Entries from a pointing dataset:
########################################

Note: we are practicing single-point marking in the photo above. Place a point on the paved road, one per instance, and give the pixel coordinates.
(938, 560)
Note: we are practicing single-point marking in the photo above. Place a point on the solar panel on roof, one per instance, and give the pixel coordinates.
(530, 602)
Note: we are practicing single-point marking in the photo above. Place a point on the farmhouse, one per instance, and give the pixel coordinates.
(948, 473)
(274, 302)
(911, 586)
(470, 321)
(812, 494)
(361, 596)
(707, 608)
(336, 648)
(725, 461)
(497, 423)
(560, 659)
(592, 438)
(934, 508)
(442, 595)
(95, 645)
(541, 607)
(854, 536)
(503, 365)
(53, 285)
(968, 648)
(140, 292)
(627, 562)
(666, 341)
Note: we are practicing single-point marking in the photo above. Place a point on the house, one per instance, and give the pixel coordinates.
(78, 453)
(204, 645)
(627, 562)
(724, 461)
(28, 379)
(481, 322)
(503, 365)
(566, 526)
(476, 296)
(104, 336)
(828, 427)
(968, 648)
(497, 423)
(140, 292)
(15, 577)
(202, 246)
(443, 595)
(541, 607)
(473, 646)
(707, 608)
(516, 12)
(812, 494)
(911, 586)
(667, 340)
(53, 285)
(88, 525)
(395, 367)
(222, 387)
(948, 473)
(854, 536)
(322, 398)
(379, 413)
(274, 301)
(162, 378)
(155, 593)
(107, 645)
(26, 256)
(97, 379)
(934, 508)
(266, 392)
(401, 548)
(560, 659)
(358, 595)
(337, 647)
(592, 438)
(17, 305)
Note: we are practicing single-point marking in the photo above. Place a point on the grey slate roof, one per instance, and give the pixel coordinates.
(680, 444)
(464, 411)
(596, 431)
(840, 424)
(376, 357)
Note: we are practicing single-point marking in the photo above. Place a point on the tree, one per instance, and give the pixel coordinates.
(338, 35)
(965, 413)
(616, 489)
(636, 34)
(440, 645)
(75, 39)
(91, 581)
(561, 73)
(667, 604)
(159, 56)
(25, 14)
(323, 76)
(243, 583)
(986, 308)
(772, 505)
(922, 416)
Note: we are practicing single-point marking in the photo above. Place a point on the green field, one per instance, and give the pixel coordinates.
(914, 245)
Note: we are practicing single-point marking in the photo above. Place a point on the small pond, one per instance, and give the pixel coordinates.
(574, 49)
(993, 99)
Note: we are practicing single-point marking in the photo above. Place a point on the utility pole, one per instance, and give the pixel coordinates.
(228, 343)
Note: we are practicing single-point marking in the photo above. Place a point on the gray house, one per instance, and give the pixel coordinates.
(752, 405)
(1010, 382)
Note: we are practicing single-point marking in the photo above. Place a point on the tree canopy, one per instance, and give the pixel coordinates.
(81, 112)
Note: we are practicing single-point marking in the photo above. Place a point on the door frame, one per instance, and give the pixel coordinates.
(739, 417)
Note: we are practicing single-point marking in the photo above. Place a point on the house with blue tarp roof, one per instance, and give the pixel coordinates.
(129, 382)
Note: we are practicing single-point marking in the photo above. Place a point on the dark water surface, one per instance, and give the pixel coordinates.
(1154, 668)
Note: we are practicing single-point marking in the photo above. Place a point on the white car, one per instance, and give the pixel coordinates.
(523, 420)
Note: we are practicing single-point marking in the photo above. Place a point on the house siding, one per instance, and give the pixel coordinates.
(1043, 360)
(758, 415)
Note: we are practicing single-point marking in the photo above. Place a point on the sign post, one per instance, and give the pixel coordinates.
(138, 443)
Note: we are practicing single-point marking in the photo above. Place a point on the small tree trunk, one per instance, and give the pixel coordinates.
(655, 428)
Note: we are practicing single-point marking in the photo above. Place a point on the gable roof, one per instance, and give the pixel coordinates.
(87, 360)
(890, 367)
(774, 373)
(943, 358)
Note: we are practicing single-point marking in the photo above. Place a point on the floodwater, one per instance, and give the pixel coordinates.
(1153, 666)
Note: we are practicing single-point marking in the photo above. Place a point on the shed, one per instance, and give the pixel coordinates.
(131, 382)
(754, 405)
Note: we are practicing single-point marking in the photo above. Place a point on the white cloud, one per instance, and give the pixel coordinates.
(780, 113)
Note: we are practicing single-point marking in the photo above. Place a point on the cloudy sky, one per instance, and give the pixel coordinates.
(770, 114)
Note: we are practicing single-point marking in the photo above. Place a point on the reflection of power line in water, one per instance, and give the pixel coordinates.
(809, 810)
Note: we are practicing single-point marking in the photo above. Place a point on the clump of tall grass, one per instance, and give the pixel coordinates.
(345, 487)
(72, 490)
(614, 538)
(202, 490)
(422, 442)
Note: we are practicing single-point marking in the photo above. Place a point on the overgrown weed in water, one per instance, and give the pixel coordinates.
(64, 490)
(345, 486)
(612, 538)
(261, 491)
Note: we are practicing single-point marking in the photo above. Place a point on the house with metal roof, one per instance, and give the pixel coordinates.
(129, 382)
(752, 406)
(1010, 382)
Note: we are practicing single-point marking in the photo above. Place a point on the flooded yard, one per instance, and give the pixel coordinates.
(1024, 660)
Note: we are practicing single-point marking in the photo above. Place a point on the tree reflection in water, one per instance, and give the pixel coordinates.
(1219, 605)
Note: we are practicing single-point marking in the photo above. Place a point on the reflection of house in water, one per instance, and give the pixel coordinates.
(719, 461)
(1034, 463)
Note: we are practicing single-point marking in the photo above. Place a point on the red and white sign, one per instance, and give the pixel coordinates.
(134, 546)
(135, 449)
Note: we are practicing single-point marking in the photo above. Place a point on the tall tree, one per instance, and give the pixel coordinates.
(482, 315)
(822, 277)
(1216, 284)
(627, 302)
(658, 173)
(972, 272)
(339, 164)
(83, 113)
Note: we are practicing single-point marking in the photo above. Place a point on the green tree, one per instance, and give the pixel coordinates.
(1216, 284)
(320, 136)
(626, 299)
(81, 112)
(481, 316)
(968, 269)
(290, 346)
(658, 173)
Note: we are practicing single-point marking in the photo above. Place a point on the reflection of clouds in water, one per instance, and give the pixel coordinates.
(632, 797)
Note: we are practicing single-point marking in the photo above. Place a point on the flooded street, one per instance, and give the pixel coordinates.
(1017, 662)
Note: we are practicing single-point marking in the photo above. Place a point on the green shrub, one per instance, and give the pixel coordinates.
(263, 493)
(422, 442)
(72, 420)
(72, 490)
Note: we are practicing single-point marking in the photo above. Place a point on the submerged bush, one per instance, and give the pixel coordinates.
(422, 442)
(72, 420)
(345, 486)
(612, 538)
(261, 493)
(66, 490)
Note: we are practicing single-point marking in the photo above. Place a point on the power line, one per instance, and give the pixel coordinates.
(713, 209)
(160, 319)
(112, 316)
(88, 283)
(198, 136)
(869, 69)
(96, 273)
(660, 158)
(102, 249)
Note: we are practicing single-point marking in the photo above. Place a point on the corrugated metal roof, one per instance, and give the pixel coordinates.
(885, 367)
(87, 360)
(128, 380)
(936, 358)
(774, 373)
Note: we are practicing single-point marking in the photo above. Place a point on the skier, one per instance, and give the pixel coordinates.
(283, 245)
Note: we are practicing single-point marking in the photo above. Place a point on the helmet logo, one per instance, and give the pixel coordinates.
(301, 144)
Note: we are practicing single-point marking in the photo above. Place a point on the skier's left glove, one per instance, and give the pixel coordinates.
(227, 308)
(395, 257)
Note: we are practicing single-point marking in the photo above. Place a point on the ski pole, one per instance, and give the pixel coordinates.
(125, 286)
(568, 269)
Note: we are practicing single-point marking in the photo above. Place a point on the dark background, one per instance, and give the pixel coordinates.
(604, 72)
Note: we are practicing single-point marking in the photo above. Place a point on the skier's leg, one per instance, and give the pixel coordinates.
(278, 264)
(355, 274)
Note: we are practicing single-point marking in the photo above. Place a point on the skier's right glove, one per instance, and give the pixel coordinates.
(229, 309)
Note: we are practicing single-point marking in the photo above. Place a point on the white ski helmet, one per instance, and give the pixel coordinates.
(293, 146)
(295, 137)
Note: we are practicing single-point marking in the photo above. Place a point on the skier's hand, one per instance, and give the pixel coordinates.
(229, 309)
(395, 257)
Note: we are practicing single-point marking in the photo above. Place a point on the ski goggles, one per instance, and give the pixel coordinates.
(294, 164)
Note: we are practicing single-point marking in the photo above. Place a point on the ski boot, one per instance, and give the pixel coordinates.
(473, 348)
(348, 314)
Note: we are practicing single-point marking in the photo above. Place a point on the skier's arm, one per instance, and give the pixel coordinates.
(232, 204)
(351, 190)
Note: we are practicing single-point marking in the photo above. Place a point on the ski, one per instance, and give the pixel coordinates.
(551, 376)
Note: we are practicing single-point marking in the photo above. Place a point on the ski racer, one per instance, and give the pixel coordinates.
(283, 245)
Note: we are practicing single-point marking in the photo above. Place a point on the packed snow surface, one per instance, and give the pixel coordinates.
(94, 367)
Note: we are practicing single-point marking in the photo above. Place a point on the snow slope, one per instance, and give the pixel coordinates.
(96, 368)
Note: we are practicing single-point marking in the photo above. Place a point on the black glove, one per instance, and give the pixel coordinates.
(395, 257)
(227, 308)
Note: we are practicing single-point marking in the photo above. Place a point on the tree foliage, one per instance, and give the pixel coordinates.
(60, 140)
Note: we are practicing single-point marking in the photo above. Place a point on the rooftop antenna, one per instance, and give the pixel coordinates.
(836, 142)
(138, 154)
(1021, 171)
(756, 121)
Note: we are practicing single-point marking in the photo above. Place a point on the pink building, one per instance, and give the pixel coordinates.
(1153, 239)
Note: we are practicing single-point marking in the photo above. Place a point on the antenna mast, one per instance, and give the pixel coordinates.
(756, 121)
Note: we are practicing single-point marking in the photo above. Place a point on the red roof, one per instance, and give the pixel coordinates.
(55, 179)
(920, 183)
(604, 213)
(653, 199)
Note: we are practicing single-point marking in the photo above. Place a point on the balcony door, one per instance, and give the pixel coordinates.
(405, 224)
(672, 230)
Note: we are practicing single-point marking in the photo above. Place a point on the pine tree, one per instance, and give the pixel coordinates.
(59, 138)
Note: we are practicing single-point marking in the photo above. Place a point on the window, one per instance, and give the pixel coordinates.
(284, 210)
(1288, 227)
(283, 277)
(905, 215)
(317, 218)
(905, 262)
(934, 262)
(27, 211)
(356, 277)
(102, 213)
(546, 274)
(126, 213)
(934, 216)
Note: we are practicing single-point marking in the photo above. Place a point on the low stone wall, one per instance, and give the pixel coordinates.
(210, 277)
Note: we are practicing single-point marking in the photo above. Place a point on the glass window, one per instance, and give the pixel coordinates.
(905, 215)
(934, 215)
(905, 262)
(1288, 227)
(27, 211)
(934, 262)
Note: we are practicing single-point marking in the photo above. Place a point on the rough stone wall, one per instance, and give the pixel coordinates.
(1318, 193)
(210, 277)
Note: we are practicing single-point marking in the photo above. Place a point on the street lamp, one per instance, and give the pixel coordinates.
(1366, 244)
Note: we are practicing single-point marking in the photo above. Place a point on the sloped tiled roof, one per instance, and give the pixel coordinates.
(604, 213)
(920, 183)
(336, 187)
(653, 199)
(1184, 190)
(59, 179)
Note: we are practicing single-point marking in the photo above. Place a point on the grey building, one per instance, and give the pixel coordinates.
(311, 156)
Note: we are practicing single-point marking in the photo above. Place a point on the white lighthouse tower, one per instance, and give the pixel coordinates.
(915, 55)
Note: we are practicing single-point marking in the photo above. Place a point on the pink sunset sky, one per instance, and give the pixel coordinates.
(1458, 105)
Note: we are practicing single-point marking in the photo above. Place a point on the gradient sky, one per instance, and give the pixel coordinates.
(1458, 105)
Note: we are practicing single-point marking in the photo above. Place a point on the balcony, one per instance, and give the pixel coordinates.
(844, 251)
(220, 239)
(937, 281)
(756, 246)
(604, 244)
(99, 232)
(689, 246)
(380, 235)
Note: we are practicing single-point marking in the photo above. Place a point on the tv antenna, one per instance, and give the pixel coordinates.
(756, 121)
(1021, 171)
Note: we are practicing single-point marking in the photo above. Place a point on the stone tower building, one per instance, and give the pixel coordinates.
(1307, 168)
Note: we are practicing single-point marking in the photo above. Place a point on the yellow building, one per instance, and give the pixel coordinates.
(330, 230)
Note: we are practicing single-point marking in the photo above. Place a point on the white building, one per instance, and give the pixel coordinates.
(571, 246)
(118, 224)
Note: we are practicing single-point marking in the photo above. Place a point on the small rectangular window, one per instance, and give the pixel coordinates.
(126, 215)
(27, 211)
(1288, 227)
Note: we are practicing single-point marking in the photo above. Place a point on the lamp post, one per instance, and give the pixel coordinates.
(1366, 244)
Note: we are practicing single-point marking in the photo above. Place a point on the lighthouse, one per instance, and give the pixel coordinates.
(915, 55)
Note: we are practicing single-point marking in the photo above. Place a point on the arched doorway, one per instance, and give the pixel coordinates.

########################################

_AIM_
Using the material above, extract the line that contains "tv antenna, one" and every line after it, exactly as given; stop at the last line.

_REPLY TO THE EXERCISE_
Note: we are practicing single-point marking in the photo above. Place a point on the tv antenna, one per instance, and give the pixel coordinates.
(756, 121)
(1021, 171)
Note: we are practicing single-point marking in the photo above. Place a point on the stone tower building, one per instance, and give the pixel coordinates.
(1307, 168)
Note: we are practicing single-point marking in the photo above. Place a point on the yellow building, one per instance, and give the pixel coordinates.
(330, 230)
Note: we are practicing single-point marking in the photo above. Place a point on the white building, one per instance, and give the pixel coordinates.
(571, 246)
(118, 224)
Note: we are practicing single-point marking in the photo above. Place a point on the small rectangular window, one per instance, and give the pixel coordinates.
(126, 215)
(27, 211)
(1288, 227)
Note: we are practicing single-point marking in the photo above. Place a point on the lamp post, one per instance, and give the pixel coordinates.
(1366, 244)
Note: we are practicing single-point marking in the photo above. Place a point on the lighthouse, one per instance, and give the pixel coordinates.
(915, 55)
Note: we are practicing single-point marking in the photo above. Place a point on the arched doorway, one per instance, and give the pixel coordinates.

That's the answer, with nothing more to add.